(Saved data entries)
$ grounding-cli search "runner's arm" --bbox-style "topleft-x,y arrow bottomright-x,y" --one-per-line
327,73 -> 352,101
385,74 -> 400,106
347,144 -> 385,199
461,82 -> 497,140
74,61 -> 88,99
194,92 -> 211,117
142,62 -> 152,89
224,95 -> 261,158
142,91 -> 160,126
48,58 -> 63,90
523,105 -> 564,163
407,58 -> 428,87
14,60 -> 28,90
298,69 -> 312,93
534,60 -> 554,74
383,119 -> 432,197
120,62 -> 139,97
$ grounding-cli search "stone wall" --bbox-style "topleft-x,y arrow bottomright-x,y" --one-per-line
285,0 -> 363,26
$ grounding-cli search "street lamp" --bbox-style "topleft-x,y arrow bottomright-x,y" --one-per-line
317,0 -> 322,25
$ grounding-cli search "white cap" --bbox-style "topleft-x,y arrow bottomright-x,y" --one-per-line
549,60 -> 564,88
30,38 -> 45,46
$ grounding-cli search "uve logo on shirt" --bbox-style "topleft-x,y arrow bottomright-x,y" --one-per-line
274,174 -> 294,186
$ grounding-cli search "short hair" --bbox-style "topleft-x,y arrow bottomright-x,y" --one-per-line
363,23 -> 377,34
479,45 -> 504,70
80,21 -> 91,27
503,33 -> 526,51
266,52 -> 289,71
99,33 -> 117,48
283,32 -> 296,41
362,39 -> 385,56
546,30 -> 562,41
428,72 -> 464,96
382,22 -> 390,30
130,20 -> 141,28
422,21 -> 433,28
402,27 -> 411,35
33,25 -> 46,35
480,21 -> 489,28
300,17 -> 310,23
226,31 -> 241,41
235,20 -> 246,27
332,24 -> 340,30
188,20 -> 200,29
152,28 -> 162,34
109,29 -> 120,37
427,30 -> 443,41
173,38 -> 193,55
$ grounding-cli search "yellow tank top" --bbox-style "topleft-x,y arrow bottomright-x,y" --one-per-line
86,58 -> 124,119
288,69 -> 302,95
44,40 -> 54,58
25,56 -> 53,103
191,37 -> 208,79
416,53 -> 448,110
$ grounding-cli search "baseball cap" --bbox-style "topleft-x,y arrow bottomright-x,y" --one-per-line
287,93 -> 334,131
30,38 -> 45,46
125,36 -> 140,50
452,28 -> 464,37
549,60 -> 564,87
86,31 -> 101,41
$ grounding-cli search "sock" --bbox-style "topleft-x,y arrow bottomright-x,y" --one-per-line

- _TASK_:
Write out all the entries once more, exactly.

- _TASK SOLUTION_:
$ grounding-cli search "runner's arm" --bbox-style "topleft-x,y arrow bottomright-x,y" --one-per-line
327,73 -> 352,101
385,74 -> 400,106
347,144 -> 385,199
461,82 -> 497,140
74,61 -> 88,99
194,92 -> 211,117
142,62 -> 152,89
224,95 -> 261,158
142,91 -> 160,126
48,58 -> 63,90
523,105 -> 564,163
407,58 -> 428,87
14,60 -> 28,90
298,69 -> 312,93
534,60 -> 554,74
383,119 -> 432,197
120,62 -> 139,97
$ grounding-cli search "stone wall" --bbox-style "topleft-x,y arrow bottomright-x,y" --one-per-line
285,0 -> 363,26
$ grounding-cli search "street lamp" --bbox-style "topleft-x,y arrow bottomright-x,y" --one-per-line
317,0 -> 322,25
$ grounding-cli search "white cap" --bbox-style "topleft-x,y arrow bottomright-x,y" --one-per-line
549,60 -> 564,88
30,38 -> 45,46
$ grounding-cli search "uve logo on shirt" --bbox-style "topleft-x,y arrow bottomright-x,y" --one-per-line
274,174 -> 294,186
$ grounding-cli search "short hair" --bbox-style "topleft-x,y arrow bottomright-x,y" --one-per-line
363,23 -> 377,34
479,45 -> 504,70
80,21 -> 91,27
503,33 -> 526,51
266,52 -> 289,71
99,33 -> 117,48
283,32 -> 296,41
362,39 -> 385,56
546,30 -> 562,41
428,72 -> 464,96
382,22 -> 390,30
130,20 -> 141,28
422,21 -> 433,28
402,27 -> 411,35
33,25 -> 46,35
480,21 -> 489,28
300,17 -> 310,23
226,31 -> 241,41
235,20 -> 246,27
332,24 -> 340,30
188,20 -> 200,29
152,28 -> 162,34
109,29 -> 120,37
427,30 -> 443,41
173,38 -> 193,55
$ grounding-cli search "yellow tank top" --bbox-style "topleft-x,y arrow bottomright-x,y" --one-per-line
86,58 -> 124,119
288,69 -> 302,95
44,40 -> 54,58
25,56 -> 53,103
191,37 -> 208,79
416,53 -> 448,110
$ grounding-cli search "baseball cap" --bbox-style "topleft-x,y arrow bottomright-x,y" --one-per-line
287,93 -> 334,131
30,38 -> 45,46
125,36 -> 140,50
452,28 -> 464,37
549,60 -> 564,87
86,31 -> 101,41
$ grounding-cli search "sock" --bbox-style "topleft-x,y arrow bottomright-x,y" --one-per-line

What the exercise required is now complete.